▶ [Problème posé a]
Recopiez tel quel, s'il vous plaît, le passage du listing qui va de la ligne contenant « Can you find the dirt » jusqu'à la ligne contenant « 215], [201, 234]] », celle-ci incluse.

▶ [Texte extrait]
19h25 : Grosse attente vis-à-vis de PJ Harvey, après les superlatifs concernant son dernier passage à l’Olympia. Une grosse attente qui ne va pas être déçue (… même si, là encore, on nous répétera que c’était encore mieux à l’Olympia… Décidément !). Le set démarre en douceur avec une interprétation toute en subtilité de cinq morceaux du dernier album, I Inside the Old Year Dying, au milieu desquels sont intercalés trois titres de Let England Shake. Le groupe qui accompagne PJ, incluant le fidèle John Parish – discret pendant la première moitié du set -, joue avec une humilité et une élégance parfaites, permettant à PJ de poser un chant souvent très haut, avec une subtilité qui peut passer inaperçue (tout au moins pour ceux, et il y en a, qui ne sont pas sensibles aux charmes de la sorcière du Dorset) mais envoûte peu à peu. On notera une légère théâtralisation du chant, PJ se figeant une dizaine de secondes à la fin de chaque chanson, pour recevoir nos hommages… Ce n’est pas facile de maintenir le public dans le silence le plus absolu possible et avec le juste niveau d’attention quand on joue dans un festival, mais PJ est l’une des rares personnes capables de ce genre d’exploit…

2024 08 25 PJ Harvey Rock en Seine J5 RG

A mi-course, on passe aux « classiques » du répertoire, en se focalisant sur la première période de sa carrière, principalement les années 90. Avec l’ami Parish qui prend la guitare et réclame sa place de premier lieutenant… Même si, évidemment, les versions sont moins rêches, moins brutales qu’à l’époque, c’est un délice d’entendre jouer des 50 ft Queenie, Man-Size ou Dress : la voix de PJ descend dans les graves, et retrouve les intonations qui l’avaient, dès son apparition, distinguée du reste des Rockeuses. Et puis il y a ce final glorieux, qui nous met les larmes aux yeux : Down by the Water et l’immortel To Bring You My Love, deux chansons qui peuvent faire comprendre à tout le monde comment et pourquoi PJ Harvey est la plus grande chanteuse contemporaine dans le Rock (Bon, Patti Smith étant toujours là et active, peut-être la seconde plus grande chanteuse…). Un set tout simplement bouleversant.

▶ [Données extraites]
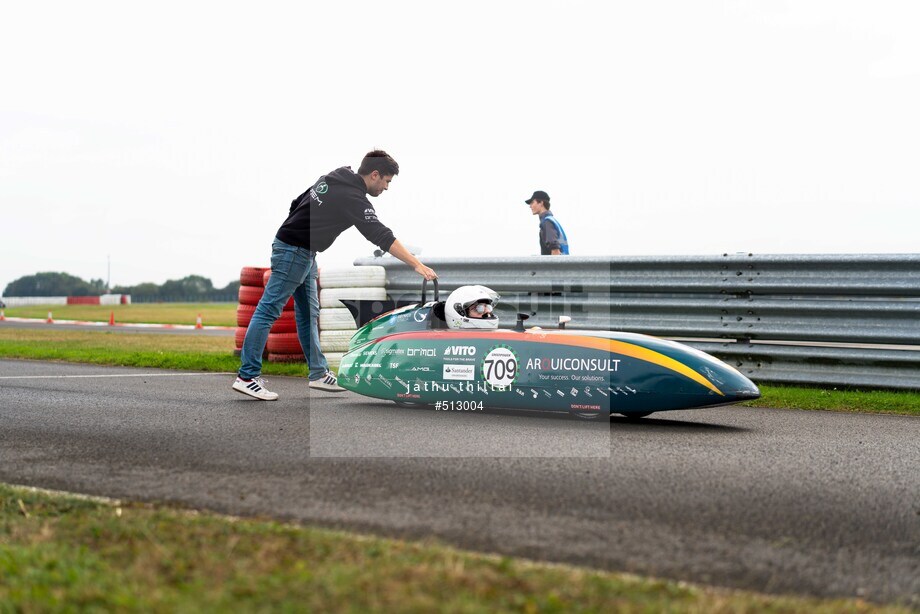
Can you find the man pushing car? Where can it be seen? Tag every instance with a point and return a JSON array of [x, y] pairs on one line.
[[336, 202]]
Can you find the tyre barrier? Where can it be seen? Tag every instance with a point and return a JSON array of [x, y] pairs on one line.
[[335, 340], [286, 358], [284, 343], [330, 297], [353, 277], [336, 319]]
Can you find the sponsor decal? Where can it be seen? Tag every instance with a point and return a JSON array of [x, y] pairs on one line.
[[460, 350], [573, 364], [500, 367], [458, 372]]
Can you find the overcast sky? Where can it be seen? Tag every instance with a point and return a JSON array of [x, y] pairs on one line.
[[172, 136]]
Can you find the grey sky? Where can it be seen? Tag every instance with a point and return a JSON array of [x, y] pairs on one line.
[[173, 135]]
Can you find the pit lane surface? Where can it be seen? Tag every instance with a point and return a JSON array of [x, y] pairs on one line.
[[818, 503]]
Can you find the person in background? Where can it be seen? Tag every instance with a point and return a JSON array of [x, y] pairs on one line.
[[336, 202], [552, 238]]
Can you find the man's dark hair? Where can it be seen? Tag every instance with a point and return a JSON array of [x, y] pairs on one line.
[[380, 161]]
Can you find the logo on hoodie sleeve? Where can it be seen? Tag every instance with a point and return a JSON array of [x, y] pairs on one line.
[[315, 191]]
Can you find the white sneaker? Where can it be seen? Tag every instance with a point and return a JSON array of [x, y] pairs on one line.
[[255, 388], [328, 383]]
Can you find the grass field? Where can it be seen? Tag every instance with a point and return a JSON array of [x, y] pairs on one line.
[[206, 353], [65, 553], [212, 314]]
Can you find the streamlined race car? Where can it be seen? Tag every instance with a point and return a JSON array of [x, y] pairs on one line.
[[434, 352]]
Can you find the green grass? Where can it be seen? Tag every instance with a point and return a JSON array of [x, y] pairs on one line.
[[875, 401], [208, 353], [212, 314], [60, 552]]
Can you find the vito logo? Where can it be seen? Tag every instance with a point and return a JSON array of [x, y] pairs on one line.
[[460, 350]]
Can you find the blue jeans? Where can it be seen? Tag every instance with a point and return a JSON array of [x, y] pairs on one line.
[[293, 273]]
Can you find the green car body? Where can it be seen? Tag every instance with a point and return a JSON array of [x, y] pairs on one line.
[[409, 356]]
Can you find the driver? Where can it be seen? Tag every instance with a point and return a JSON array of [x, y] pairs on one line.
[[471, 307]]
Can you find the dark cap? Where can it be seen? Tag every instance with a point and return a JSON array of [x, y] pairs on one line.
[[538, 195]]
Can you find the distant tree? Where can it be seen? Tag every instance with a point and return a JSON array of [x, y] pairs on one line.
[[51, 284]]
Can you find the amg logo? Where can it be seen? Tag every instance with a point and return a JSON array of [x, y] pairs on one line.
[[460, 350]]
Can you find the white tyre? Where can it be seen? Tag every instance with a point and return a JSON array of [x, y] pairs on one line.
[[335, 340], [353, 277], [330, 297], [336, 319]]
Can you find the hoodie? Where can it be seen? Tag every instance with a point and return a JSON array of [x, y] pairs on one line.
[[335, 203]]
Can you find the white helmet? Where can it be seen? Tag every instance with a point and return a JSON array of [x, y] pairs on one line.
[[461, 299]]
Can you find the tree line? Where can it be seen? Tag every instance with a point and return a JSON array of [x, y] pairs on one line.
[[192, 287]]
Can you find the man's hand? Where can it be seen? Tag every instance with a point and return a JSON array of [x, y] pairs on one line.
[[426, 272], [403, 254]]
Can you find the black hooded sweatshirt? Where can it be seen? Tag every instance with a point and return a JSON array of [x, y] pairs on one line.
[[335, 203]]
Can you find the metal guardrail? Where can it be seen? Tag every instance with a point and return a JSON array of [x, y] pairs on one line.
[[842, 320]]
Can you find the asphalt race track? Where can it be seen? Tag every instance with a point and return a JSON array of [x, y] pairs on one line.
[[780, 501]]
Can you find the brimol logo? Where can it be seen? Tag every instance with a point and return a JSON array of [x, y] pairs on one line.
[[460, 350]]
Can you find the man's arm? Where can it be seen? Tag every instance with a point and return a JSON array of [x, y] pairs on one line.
[[398, 251], [551, 238]]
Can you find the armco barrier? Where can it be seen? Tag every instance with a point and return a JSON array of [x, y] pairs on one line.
[[840, 320]]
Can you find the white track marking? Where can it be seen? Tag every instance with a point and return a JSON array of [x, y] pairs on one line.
[[108, 375]]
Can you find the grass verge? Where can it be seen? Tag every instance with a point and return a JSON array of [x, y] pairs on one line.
[[62, 552], [208, 353], [862, 401], [212, 314]]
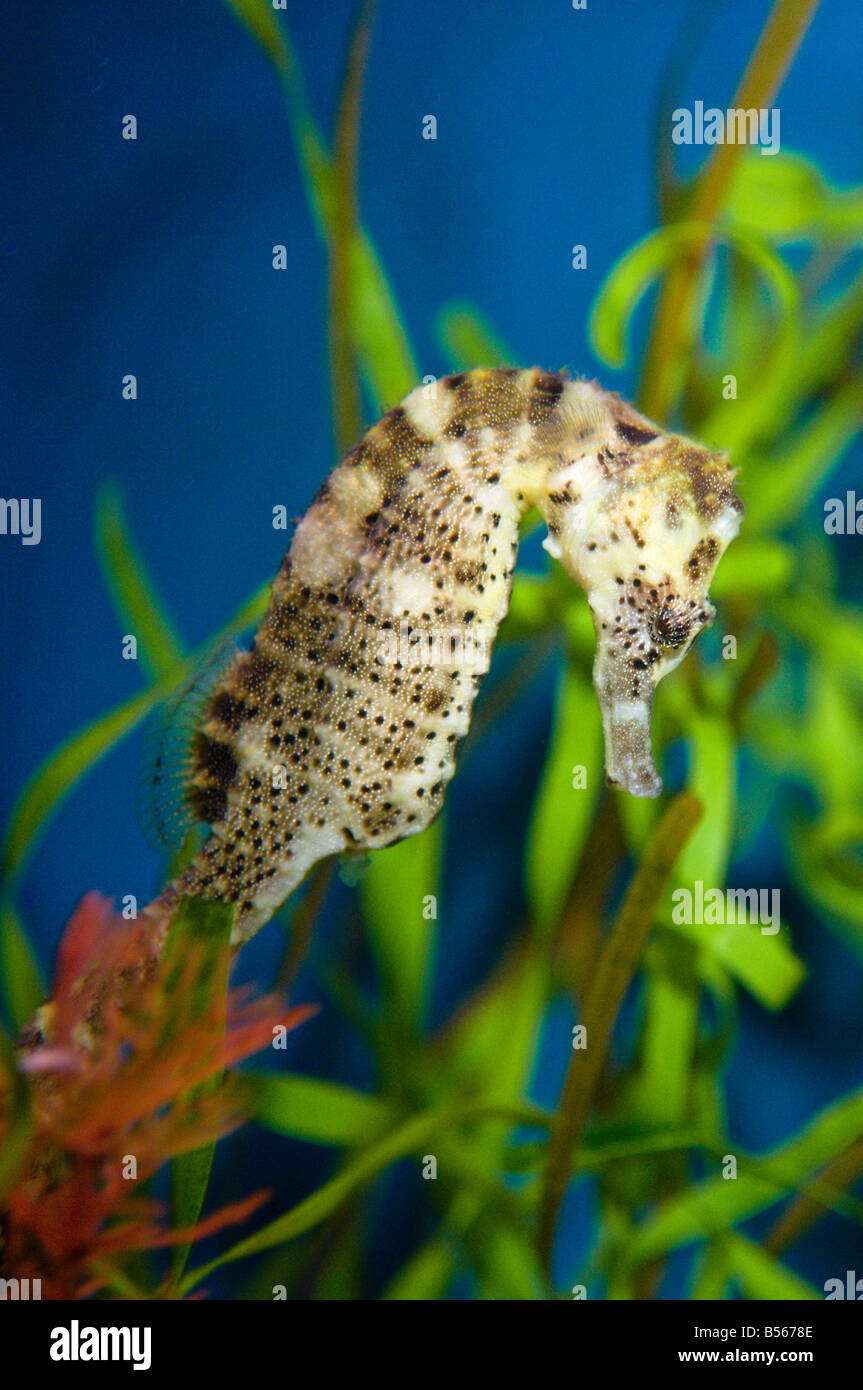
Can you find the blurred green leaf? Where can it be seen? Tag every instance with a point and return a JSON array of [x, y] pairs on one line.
[[399, 894], [204, 927], [778, 487], [409, 1137], [719, 1204], [57, 774], [785, 198], [645, 262], [24, 988], [563, 806], [762, 1275], [753, 566], [425, 1275], [375, 327], [135, 599], [323, 1112], [469, 339]]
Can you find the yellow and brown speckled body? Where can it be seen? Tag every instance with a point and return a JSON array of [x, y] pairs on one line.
[[339, 729]]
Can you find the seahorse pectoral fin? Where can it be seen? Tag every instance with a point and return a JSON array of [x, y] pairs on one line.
[[626, 702]]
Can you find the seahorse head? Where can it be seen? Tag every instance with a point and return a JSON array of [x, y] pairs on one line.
[[645, 552]]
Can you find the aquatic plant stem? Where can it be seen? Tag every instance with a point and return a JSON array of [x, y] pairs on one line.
[[346, 399], [765, 72], [616, 966]]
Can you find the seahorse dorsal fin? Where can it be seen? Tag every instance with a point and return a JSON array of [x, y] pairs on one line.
[[166, 809]]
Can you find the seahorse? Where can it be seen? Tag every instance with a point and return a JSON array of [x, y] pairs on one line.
[[338, 730]]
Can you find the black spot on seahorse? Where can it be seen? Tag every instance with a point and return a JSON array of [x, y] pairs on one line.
[[702, 556], [214, 759], [545, 394], [635, 434], [229, 712]]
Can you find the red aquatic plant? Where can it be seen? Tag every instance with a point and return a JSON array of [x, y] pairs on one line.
[[131, 1073]]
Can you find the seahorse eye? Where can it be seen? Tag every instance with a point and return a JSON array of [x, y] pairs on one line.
[[670, 626]]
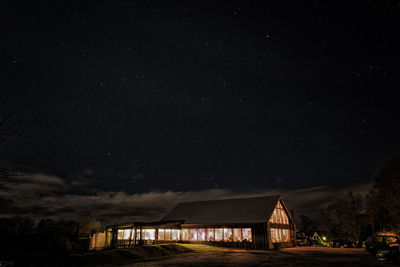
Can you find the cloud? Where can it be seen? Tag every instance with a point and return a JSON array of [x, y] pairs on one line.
[[41, 195]]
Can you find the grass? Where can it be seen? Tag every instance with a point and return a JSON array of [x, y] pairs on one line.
[[106, 257]]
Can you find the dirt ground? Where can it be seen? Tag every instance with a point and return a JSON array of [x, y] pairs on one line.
[[299, 257]]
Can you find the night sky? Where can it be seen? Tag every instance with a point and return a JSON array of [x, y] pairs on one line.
[[158, 97]]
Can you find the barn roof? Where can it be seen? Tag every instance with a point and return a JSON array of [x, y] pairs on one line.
[[240, 210]]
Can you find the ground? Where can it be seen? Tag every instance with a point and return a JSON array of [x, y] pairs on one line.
[[299, 257]]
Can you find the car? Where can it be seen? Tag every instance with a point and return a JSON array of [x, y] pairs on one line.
[[341, 243]]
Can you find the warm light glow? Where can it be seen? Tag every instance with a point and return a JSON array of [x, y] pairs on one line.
[[210, 234], [219, 234], [237, 234], [124, 234], [149, 234], [193, 234], [175, 234], [228, 235], [246, 232], [161, 234], [185, 234], [280, 235], [279, 215], [201, 234]]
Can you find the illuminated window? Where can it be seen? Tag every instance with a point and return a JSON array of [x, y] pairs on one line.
[[237, 234], [228, 235], [185, 234], [167, 234], [201, 234], [280, 235], [149, 234], [160, 234], [120, 235], [279, 215], [210, 234], [219, 234], [247, 234], [175, 234], [124, 234], [138, 234], [127, 234], [193, 234]]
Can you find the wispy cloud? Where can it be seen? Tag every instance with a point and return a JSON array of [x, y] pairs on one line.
[[42, 195]]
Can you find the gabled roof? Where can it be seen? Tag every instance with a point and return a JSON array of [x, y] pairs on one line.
[[240, 210]]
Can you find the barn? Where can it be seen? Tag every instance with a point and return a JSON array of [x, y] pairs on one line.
[[256, 223]]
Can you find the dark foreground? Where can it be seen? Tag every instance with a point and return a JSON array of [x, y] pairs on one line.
[[202, 255], [304, 256]]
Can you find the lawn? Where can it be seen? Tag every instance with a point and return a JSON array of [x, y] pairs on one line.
[[299, 257]]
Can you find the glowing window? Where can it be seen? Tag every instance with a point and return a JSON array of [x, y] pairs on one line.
[[228, 235], [120, 235], [237, 234], [279, 215], [160, 234], [193, 234], [175, 234], [246, 232], [127, 234], [280, 235], [219, 234], [210, 234], [201, 234], [149, 234], [185, 234], [167, 234]]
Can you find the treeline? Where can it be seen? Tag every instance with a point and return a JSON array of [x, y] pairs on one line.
[[354, 218], [22, 235]]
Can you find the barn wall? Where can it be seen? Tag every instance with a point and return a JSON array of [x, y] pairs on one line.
[[260, 236]]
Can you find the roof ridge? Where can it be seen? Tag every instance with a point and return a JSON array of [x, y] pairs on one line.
[[210, 200]]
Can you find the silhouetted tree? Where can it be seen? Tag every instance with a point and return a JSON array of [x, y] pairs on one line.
[[345, 217], [307, 225], [384, 198]]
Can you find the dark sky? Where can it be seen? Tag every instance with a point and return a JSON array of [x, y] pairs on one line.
[[156, 96]]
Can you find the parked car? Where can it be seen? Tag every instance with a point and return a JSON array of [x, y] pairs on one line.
[[384, 246], [340, 243]]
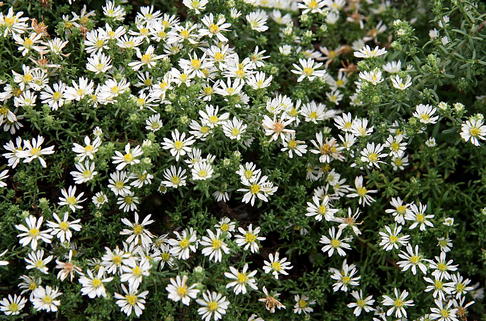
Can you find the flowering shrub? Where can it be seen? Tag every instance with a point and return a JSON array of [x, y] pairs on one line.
[[243, 160]]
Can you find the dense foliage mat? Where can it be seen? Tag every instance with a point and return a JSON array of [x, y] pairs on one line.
[[242, 160]]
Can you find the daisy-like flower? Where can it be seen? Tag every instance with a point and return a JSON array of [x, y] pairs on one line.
[[345, 277], [93, 285], [303, 304], [417, 215], [36, 260], [129, 158], [233, 129], [179, 145], [88, 150], [412, 259], [61, 228], [271, 301], [32, 232], [276, 265], [241, 279], [46, 299], [362, 192], [70, 199], [131, 301], [392, 239], [473, 130], [372, 154], [248, 238], [425, 114], [180, 291], [174, 177], [214, 28], [214, 246], [361, 304], [257, 187], [134, 271], [333, 243], [148, 59], [276, 128], [99, 63], [196, 5], [367, 52], [441, 267], [320, 208], [308, 69], [374, 76], [328, 150], [33, 150], [398, 303], [311, 6], [213, 306], [444, 311], [184, 243], [12, 305], [257, 20], [138, 234], [400, 83]]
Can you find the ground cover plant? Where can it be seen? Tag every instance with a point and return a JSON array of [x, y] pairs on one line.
[[242, 160]]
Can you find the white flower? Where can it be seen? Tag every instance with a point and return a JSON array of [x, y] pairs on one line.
[[129, 158], [400, 83], [33, 150], [241, 279], [248, 238], [361, 304], [180, 291], [12, 305], [134, 271], [70, 199], [444, 311], [88, 150], [214, 306], [425, 114], [276, 265], [302, 304], [257, 20], [139, 235], [148, 59], [397, 303], [45, 299], [62, 228], [473, 130], [32, 232], [93, 285], [367, 52], [373, 76], [308, 69], [345, 277], [392, 239], [214, 246], [131, 300], [333, 243]]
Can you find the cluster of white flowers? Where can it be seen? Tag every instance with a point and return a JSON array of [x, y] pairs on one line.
[[169, 55]]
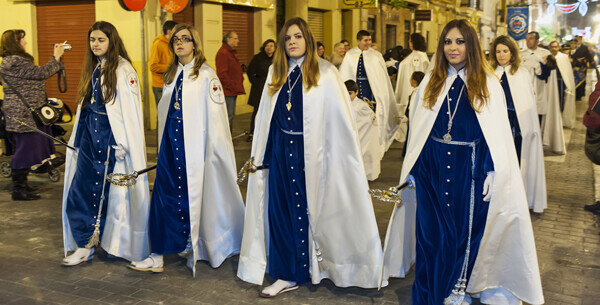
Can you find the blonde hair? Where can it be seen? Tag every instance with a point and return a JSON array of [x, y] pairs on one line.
[[198, 54], [310, 66]]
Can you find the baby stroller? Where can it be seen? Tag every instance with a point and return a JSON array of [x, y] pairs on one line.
[[48, 166]]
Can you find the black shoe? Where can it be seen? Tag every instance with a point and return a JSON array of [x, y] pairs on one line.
[[592, 207], [23, 195]]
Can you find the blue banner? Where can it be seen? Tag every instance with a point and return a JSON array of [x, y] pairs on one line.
[[517, 19]]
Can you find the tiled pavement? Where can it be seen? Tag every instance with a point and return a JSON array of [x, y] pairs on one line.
[[567, 240]]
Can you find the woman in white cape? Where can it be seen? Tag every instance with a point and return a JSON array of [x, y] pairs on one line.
[[196, 205], [109, 115], [317, 205], [473, 239]]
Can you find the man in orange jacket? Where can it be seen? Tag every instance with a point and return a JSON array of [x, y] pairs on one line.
[[160, 57]]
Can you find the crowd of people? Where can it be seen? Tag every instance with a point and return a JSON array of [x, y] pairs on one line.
[[474, 132]]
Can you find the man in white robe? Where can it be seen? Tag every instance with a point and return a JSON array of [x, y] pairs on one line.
[[566, 84], [367, 68], [368, 132]]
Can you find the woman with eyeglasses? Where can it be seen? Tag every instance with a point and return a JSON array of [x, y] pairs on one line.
[[473, 229], [309, 216], [109, 137], [196, 208], [522, 115]]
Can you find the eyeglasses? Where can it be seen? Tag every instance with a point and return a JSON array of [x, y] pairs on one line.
[[184, 39]]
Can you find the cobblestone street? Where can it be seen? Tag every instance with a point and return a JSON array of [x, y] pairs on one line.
[[31, 248]]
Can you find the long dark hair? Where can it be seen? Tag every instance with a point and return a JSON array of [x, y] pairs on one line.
[[116, 49], [511, 44], [310, 66], [476, 66], [198, 55], [10, 44]]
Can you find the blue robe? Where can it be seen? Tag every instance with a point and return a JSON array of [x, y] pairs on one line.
[[364, 88], [169, 206], [512, 116], [562, 86], [288, 220], [448, 177], [93, 137]]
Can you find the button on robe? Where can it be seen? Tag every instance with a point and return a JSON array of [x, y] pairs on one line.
[[288, 220], [94, 134], [169, 208], [448, 176]]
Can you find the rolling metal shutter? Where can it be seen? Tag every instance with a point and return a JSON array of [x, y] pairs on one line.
[[241, 20], [58, 21], [315, 21]]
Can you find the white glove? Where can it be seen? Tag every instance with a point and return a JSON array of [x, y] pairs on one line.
[[411, 181], [488, 184], [119, 152]]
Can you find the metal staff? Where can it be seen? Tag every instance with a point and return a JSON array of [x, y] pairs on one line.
[[391, 195], [95, 238], [127, 179], [249, 168], [40, 132]]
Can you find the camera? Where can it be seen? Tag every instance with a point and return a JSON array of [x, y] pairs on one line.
[[65, 45]]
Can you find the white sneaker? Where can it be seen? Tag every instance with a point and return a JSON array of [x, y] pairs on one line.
[[78, 256], [153, 263], [277, 288]]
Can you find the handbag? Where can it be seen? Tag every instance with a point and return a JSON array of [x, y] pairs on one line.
[[46, 114]]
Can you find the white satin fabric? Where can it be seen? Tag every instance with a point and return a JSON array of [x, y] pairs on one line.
[[340, 208], [387, 111], [532, 152], [215, 202], [507, 260], [125, 232]]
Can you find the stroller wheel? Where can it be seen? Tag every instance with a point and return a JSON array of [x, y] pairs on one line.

▶ [Problème posé b]
Dressez la liste de toutes les chansons nommées dans le texte extrait, sans les albums.

▶ [Résultat obtenu a]
Can you find the dirt ground? Where can it be seen? Tag every instance with a point and return a JSON array of [x, y] pairs on one line.
[[299, 257]]
Can you find the night sky? Where can it be seen? Tag every instance with a point and return a JSON array of [x, y] pairs on one line.
[[158, 97]]
Can you find the barn roof? Where can it be seen? Tag every instance with a point and return a JSON array of [x, y] pairs on one line.
[[240, 210]]
Can you find the ground? Where can it be seen? Tag every instance with a point and return a JSON array of [x, y] pairs on one line.
[[299, 257]]
Can you find the car? Where can it be seen? Tag every instance with a point and return a JSON array of [x, y] pairs on one line.
[[341, 243]]
Can you find the warm light glow? Where can it be seen? Tag every instance with a point and return a JSON array of [x, y] pairs on one line.
[[210, 234], [219, 234], [237, 234], [124, 234], [149, 234], [193, 234], [175, 234], [228, 235], [246, 232], [161, 234], [185, 234], [280, 235], [279, 215], [201, 234]]

▶ [Résultat obtenu b]
50 ft Queenie
Man-Size
Dress
Down by the Water
To Bring You My Love